== ASSIGNED TASK ==
Each record must be returned exactly, apart from the pictures, which stay out.

*** Opening of DATA SUPPLIED ***

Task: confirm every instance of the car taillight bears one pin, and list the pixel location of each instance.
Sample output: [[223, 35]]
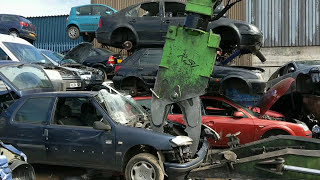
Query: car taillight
[[24, 24], [116, 69], [111, 60]]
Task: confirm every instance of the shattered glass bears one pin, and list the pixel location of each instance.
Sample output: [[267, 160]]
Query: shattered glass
[[121, 109]]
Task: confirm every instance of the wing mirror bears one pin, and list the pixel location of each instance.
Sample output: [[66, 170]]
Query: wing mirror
[[238, 114], [101, 126]]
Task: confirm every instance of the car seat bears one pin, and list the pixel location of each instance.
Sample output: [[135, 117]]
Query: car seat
[[89, 115]]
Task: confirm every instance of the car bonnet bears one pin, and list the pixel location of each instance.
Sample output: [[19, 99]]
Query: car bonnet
[[24, 79], [273, 95]]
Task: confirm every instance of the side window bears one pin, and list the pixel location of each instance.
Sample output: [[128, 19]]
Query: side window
[[150, 9], [217, 108], [174, 9], [35, 111], [151, 57], [76, 111], [85, 11], [3, 55]]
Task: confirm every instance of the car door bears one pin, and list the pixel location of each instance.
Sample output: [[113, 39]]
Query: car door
[[173, 16], [146, 20], [219, 116], [72, 139], [26, 128], [149, 64]]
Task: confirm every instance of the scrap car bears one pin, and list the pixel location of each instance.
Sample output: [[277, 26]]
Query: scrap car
[[90, 76], [137, 73], [146, 24], [222, 115], [17, 49], [89, 129], [99, 58]]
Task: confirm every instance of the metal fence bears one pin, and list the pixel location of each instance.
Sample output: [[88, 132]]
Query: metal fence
[[286, 22], [51, 33]]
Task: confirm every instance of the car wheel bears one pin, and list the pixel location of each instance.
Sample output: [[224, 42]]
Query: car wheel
[[13, 33], [23, 172], [144, 166], [273, 133], [73, 32], [104, 73]]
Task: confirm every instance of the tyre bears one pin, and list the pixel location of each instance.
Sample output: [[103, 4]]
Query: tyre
[[144, 166], [88, 38], [13, 33], [73, 32], [105, 76], [23, 172]]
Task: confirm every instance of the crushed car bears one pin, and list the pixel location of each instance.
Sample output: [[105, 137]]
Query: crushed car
[[90, 76], [17, 49], [146, 24], [137, 73], [89, 129], [99, 58]]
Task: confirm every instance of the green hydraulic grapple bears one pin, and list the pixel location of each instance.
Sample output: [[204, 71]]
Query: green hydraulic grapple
[[187, 62]]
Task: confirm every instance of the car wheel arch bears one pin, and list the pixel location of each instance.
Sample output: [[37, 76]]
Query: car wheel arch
[[137, 149], [224, 82], [127, 29]]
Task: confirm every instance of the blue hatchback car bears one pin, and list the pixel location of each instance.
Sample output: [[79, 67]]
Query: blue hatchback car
[[83, 20], [88, 129], [17, 26]]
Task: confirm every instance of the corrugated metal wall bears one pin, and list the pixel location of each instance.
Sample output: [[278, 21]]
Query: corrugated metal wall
[[236, 12], [52, 34], [286, 22]]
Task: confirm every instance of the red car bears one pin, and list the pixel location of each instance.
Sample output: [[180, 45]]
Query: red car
[[225, 116]]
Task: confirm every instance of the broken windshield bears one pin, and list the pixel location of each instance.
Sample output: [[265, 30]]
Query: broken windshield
[[121, 109], [26, 53], [25, 77]]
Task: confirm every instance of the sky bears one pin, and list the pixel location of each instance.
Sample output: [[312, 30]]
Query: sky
[[31, 8]]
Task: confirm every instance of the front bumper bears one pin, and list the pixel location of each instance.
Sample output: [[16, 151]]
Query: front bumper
[[175, 170]]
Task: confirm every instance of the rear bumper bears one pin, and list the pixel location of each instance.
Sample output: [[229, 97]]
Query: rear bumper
[[103, 37], [175, 169]]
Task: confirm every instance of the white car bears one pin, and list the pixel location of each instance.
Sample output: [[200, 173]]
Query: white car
[[17, 49]]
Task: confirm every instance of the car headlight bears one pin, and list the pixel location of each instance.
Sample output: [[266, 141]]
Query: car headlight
[[181, 141], [304, 126]]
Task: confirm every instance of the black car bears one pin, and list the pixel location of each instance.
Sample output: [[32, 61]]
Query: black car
[[145, 25], [306, 73], [17, 26], [102, 59], [96, 130], [138, 72]]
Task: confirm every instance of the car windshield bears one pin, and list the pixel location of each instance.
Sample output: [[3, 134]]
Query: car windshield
[[53, 55], [26, 53], [25, 77], [121, 109], [307, 63]]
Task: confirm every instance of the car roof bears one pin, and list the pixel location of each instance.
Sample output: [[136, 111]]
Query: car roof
[[8, 38], [65, 93]]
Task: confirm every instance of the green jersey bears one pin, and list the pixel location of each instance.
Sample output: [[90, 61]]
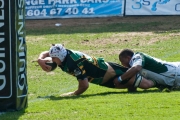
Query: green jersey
[[148, 62], [83, 66]]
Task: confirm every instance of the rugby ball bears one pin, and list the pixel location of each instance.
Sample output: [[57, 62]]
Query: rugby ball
[[51, 63]]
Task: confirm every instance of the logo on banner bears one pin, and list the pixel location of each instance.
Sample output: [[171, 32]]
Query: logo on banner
[[21, 61], [154, 8], [5, 50]]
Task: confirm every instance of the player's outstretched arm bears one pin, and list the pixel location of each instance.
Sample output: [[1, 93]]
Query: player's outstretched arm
[[41, 61], [130, 73]]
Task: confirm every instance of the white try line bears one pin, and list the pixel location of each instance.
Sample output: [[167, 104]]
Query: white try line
[[57, 93]]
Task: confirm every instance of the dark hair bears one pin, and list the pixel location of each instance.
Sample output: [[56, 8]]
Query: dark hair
[[126, 52]]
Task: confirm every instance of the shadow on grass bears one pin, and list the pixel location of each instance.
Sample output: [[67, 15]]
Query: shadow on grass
[[99, 94], [11, 115], [145, 24]]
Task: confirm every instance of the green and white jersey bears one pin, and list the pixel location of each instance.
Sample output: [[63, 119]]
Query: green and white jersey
[[148, 62]]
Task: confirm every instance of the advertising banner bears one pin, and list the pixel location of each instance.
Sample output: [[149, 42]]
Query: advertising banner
[[39, 9], [13, 79], [152, 7]]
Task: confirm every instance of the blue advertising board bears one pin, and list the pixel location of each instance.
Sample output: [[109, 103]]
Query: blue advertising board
[[39, 9], [152, 7]]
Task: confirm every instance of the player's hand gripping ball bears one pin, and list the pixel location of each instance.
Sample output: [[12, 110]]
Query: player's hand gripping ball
[[51, 63]]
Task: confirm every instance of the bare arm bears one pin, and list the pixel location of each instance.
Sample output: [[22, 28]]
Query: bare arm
[[131, 72], [42, 62]]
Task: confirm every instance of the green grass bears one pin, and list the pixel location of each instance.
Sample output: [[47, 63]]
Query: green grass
[[160, 39]]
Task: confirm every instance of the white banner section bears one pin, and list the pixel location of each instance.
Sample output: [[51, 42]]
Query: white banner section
[[152, 7]]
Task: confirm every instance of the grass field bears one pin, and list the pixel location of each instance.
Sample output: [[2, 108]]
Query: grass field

*** Close of DATA SUPPLIED ***

== WORKED SOLUTION ==
Task: confirm every instance of the car taillight bears one pin, and list the pixel location of each instance.
Sample output: [[223, 35]]
Query: car taillight
[[24, 24], [116, 69], [111, 60]]
Task: confirm every instance of the shattered glass bears one pin, and list the pixel location of each instance.
Sample output: [[267, 160]]
Query: shattered glass
[[121, 109]]
Task: confirm every instance of the wing mirror bears one pin, and list the pixel location of each instance.
Sample output: [[66, 170]]
Query: wing mirror
[[238, 114], [101, 126]]
Task: confirm every instance of the car seat bears one pin, and list the pixel location of each instance.
Sample output: [[135, 117]]
Query: car seat
[[89, 115]]
Task: confirm every instance of the car bonnet bears one pin, and list the pixel location of each instance.
Sample output: [[19, 99]]
Query: car bonnet
[[24, 79], [273, 95]]
Task: confirm every instance of the side window bears one pin, and list the pixel location of each instance.
Sample output: [[128, 19]]
Query: side window
[[150, 9], [217, 108], [174, 9], [35, 111], [151, 57], [76, 111], [85, 11], [3, 55]]
Task: confirm every instance of the car door bears one pin, and list the pixel location of each instance.
Sample output: [[113, 39]]
Query: car door
[[173, 16], [146, 20], [219, 116], [72, 139], [26, 128], [149, 64]]
Task: confirm every instance of the scrap car bears one pin, and list the pixel location of each instance.
Sample output: [[277, 26]]
Query: scrap car
[[90, 76], [137, 73], [146, 24], [222, 115], [17, 49], [89, 129], [99, 58]]
Task: confirm every instance of the metal fence bears one pin, and list the pixel location of each instance.
Sample output: [[88, 132]]
Query: metal fence
[[286, 22], [51, 33]]
Task: confirm every instance of the car wheel bears one pin, and list the pixel location of each instance.
Sample output: [[224, 42]]
Query: car wheel
[[13, 33], [23, 172], [144, 166], [273, 133], [73, 32], [104, 73]]
Task: confirm every instance of the tyre bears one pin, and list the pixel location of each instance.
Sample output: [[103, 4]]
Query: tyre
[[144, 166], [88, 38], [13, 33], [73, 32], [105, 76], [23, 172]]
Task: confirm every instance of the crushed car bears one pin, and list the pixel location of each instance.
Sample output: [[105, 137]]
Query: crushed car
[[90, 76], [17, 49], [146, 24], [137, 73], [89, 129], [99, 58]]
Task: confirm every instance of the green hydraulic grapple bears one pin, and list the pixel location of each instance.
Sample output: [[204, 71]]
Query: green hydraulic grapple
[[187, 62]]
Task: confirm every instance of the car wheel arch bears one pin, and list the pixel location of each instance.
Sample output: [[37, 76]]
Query: car wheel arch
[[137, 149], [224, 82], [127, 29]]
Task: confirm every instance of the blue hatchback car bears one pin, and list the pixel location of each instance.
Sample output: [[79, 67]]
Query: blue hatchback car
[[83, 20], [88, 129], [17, 26]]
Task: confirm every instance of the corrugated metal wall bears one pin, and list the pixel location of each instance.
Sample output: [[278, 21]]
Query: corrugated metal wall
[[236, 12], [52, 34], [286, 22]]
Task: confirm every instance of the red car bears one pin, and list the pixel location of each instance.
Sample output: [[180, 45]]
Query: red car
[[225, 116]]
Task: confirm every instance of the broken windshield bears one pin, and list the pixel location of each instance.
Sample output: [[265, 30]]
Query: broken windshield
[[121, 109], [26, 53], [25, 77]]
Task: confirm every instance of the sky bears one pin, and list the pixel location of each instance.
Sample output: [[312, 30]]
Query: sky
[[31, 8]]
Task: confirm every instance of the front bumper bears one pin, and list the pixel location of each instance.
Sample output: [[16, 151]]
Query: front bumper
[[175, 170]]
Task: confirm every instance of the rear bumper bears one pin, and list the pixel location of each instance.
Sample output: [[229, 97]]
Query: rear bumper
[[103, 37], [175, 169]]
Task: confirm every instance of the white car bears one pin, and list the pixel location of each instance.
Sample output: [[200, 173]]
Query: white car
[[17, 49]]
Task: confirm every instance of the car headlight bears one pin, and list the pixel location of each instance.
Sample output: [[266, 141]]
Query: car headlight
[[181, 141], [304, 126]]
Task: confirm every instance of the black car bears one pin, and list the pixel location of each instance.
Sample output: [[32, 61]]
Query: black car
[[145, 25], [306, 73], [17, 26], [102, 59], [96, 130], [138, 72]]
Task: confirm every instance of the car windshield bears one pin, and list the pixel location of each instance.
Sample output: [[3, 134]]
Query: car windshield
[[53, 55], [26, 53], [25, 77], [121, 109], [307, 63]]
Task: confirm every instance of the car roof bears one pin, and list the pixel location of each instance.
Sample output: [[136, 111]]
Query: car roof
[[8, 38], [65, 93]]
Task: confirm every instance of the green jersey bears one pin, and list the pixel location of each instance.
Sample output: [[90, 61]]
Query: green jersey
[[148, 62], [83, 66]]
Task: confirm every instance of the rugby ball bears one pin, and list the pixel location of each instance.
Sample output: [[57, 62]]
Query: rugby ball
[[51, 63]]
Task: confirm every instance of the logo on banner bears one pin, and list the pixel location of each instance.
Sample output: [[171, 32]]
Query: logo on banner
[[21, 61], [154, 8], [5, 50]]
Task: confirm every instance of the player's outstretched arm bears one pin, and list the pixel location of each instance.
Sample output: [[1, 93]]
Query: player's outstretched arm
[[41, 61], [130, 73]]
Task: confirm every instance of the white try line bears one pin, and list the pixel location of each instance.
Sample output: [[167, 104]]
Query: white try line
[[57, 93]]
Task: confirm every instance of the dark hair bears one pin, and list the pixel location of each instance.
Sample output: [[56, 8]]
Query: dark hair
[[126, 52]]
Task: confirm every instance of the shadow on grass bears one pin, and list the pixel location of each instance.
Sample output: [[67, 15]]
Query: shadow on grass
[[99, 94], [11, 115], [145, 24]]
Task: confirm every instance of the green and white jersey bears one pin, and list the pixel location of each instance.
Sample output: [[63, 119]]
Query: green and white jersey
[[148, 62]]
Task: confirm every instance of the advertising banner bears one pin, and list the pixel location of each instance.
Sample output: [[149, 42]]
Query: advertising banner
[[39, 9], [13, 79], [152, 7]]
Task: confirm every instance of the blue advertising board bears one pin, and list the pixel location of each instance.
Sample output: [[109, 103]]
Query: blue advertising board
[[39, 9], [152, 7]]
Task: confirm every instance of the player's hand gripping ball bears one pin, and list the pixel location of each instance.
Sample output: [[12, 110]]
Query: player's hand gripping ball
[[51, 63]]
Task: confirm every instance of the bare arm bears one pin, and list the pixel location of each instance.
Sample output: [[22, 28]]
Query: bare arm
[[131, 72], [42, 62]]
Task: confirm every instance of the green grass bears one pin, and list the pixel location of each instance.
Sample output: [[47, 63]]
Query: green grass
[[160, 39]]
Task: confirm every instance of the white banner section bears one pin, and list the pixel location of each instance.
Sample output: [[51, 42]]
Query: white banner section
[[152, 7]]
Task: confirm every instance of the grass field bears one pin, and list the pixel location of each instance.
Sample output: [[2, 108]]
Query: grass field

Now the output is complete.